■ HOW TO COMPLETE THIS TASK:
Would you retype, word for word, the line with "Place one point per instance of the girl's nose." and every line after it through the end of the records below?

[PROVIDED RECORDS]

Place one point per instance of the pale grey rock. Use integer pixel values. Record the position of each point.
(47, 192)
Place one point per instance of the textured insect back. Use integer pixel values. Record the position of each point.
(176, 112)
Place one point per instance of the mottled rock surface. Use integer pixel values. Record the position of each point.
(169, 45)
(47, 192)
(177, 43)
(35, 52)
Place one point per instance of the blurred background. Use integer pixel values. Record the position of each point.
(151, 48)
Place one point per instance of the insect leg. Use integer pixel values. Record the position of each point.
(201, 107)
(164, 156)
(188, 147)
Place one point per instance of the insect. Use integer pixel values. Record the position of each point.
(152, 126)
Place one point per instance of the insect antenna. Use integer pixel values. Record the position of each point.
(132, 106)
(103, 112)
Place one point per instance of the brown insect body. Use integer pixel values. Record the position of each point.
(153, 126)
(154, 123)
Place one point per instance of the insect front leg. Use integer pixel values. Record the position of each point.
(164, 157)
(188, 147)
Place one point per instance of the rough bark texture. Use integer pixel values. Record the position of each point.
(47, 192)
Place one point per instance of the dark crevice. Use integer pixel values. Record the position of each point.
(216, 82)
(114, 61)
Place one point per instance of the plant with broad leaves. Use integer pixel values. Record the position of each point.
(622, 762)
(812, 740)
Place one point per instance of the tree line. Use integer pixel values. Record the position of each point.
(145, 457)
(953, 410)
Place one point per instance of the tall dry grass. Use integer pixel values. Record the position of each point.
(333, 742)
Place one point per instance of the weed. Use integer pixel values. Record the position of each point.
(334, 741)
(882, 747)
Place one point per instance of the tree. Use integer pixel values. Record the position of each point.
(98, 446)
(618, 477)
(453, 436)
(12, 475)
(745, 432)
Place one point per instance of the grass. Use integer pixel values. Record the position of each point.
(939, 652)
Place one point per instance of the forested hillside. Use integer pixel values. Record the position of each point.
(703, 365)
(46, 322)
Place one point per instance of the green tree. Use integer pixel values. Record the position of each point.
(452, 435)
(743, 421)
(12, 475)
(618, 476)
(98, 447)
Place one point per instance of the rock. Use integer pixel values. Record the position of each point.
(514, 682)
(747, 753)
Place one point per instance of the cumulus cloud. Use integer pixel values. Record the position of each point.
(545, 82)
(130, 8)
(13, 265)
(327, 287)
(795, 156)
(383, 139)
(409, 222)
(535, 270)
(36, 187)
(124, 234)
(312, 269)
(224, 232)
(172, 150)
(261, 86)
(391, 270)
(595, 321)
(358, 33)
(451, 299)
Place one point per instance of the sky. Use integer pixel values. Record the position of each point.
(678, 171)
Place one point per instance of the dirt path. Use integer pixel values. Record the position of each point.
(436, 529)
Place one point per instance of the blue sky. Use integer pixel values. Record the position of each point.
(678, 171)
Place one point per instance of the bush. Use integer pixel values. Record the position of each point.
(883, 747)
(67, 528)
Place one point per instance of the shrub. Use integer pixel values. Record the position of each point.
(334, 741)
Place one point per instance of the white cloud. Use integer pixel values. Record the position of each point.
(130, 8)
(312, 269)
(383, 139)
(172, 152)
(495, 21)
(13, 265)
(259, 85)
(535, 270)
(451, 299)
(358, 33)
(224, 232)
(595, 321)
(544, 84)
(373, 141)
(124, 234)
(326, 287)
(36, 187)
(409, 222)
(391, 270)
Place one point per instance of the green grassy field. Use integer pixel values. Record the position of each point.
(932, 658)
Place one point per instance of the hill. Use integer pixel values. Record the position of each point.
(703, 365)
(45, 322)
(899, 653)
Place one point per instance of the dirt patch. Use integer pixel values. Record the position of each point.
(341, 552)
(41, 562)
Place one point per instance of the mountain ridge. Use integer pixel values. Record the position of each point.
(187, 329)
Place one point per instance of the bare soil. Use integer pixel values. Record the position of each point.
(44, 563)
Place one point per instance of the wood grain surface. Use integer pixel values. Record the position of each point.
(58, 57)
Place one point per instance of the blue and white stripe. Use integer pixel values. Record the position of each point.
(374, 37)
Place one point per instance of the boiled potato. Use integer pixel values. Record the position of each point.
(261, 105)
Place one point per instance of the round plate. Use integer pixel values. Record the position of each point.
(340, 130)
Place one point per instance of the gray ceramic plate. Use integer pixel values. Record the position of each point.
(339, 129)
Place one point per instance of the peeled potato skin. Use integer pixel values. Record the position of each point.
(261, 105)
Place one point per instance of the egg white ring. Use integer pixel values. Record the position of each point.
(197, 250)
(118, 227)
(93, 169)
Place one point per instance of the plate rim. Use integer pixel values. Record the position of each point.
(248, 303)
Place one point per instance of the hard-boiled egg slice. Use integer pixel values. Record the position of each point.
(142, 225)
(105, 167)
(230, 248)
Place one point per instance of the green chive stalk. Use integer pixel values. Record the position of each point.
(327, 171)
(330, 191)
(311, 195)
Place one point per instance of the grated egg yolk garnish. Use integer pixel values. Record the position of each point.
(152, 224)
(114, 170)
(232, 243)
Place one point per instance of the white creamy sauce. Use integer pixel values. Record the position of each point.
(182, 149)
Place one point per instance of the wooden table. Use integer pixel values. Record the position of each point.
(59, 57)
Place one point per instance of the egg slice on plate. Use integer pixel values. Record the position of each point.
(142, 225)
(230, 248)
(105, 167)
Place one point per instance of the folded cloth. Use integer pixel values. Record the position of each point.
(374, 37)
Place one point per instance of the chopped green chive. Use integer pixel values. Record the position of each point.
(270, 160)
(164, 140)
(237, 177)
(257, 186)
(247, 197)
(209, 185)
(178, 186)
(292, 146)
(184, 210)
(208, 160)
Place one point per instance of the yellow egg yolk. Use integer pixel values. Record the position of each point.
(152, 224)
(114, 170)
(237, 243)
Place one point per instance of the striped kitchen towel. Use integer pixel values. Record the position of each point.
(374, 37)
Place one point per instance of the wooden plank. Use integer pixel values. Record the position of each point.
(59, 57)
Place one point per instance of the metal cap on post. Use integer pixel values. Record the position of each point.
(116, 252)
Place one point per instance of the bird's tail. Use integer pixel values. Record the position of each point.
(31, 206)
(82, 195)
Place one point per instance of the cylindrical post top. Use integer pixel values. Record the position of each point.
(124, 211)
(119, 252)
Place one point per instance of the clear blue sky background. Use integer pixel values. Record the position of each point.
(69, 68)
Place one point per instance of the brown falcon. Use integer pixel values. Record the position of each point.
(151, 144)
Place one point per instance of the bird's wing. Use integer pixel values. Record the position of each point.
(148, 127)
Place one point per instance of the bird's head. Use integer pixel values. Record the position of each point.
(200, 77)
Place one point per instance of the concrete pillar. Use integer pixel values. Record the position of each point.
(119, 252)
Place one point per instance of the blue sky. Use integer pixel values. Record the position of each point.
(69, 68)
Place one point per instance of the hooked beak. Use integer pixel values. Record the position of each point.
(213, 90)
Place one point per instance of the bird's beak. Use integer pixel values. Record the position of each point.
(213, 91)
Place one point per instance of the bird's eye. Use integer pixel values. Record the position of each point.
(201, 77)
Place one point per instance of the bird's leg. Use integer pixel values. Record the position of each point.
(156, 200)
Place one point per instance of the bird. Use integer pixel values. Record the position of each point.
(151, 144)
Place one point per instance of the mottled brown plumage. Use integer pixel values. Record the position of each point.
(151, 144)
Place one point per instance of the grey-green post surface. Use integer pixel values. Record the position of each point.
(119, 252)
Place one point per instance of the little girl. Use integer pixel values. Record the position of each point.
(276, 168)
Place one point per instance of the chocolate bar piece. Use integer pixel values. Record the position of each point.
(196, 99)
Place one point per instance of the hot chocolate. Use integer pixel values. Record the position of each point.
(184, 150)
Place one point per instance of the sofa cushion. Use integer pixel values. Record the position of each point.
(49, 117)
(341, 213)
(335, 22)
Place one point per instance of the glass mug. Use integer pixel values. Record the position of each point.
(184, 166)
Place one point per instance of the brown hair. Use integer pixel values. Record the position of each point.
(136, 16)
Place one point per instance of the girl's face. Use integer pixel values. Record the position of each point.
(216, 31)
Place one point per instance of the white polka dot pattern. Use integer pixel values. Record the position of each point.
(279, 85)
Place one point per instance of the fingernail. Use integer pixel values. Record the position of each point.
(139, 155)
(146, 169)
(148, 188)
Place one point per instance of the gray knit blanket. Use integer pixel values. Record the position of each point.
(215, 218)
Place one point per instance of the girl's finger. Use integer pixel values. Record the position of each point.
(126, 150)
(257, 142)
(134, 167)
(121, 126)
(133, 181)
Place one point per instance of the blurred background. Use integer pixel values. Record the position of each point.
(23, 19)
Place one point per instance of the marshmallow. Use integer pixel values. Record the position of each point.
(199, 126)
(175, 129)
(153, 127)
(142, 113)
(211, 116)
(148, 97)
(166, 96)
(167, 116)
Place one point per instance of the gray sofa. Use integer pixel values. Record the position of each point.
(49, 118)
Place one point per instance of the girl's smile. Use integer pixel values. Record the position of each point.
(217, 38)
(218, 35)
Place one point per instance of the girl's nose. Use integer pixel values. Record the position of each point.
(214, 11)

[/PROVIDED RECORDS]

■ WRITTEN RESPONSE:
Place one point per instance of the girl's nose. Use integer pixel values. Record the position of each point.
(214, 11)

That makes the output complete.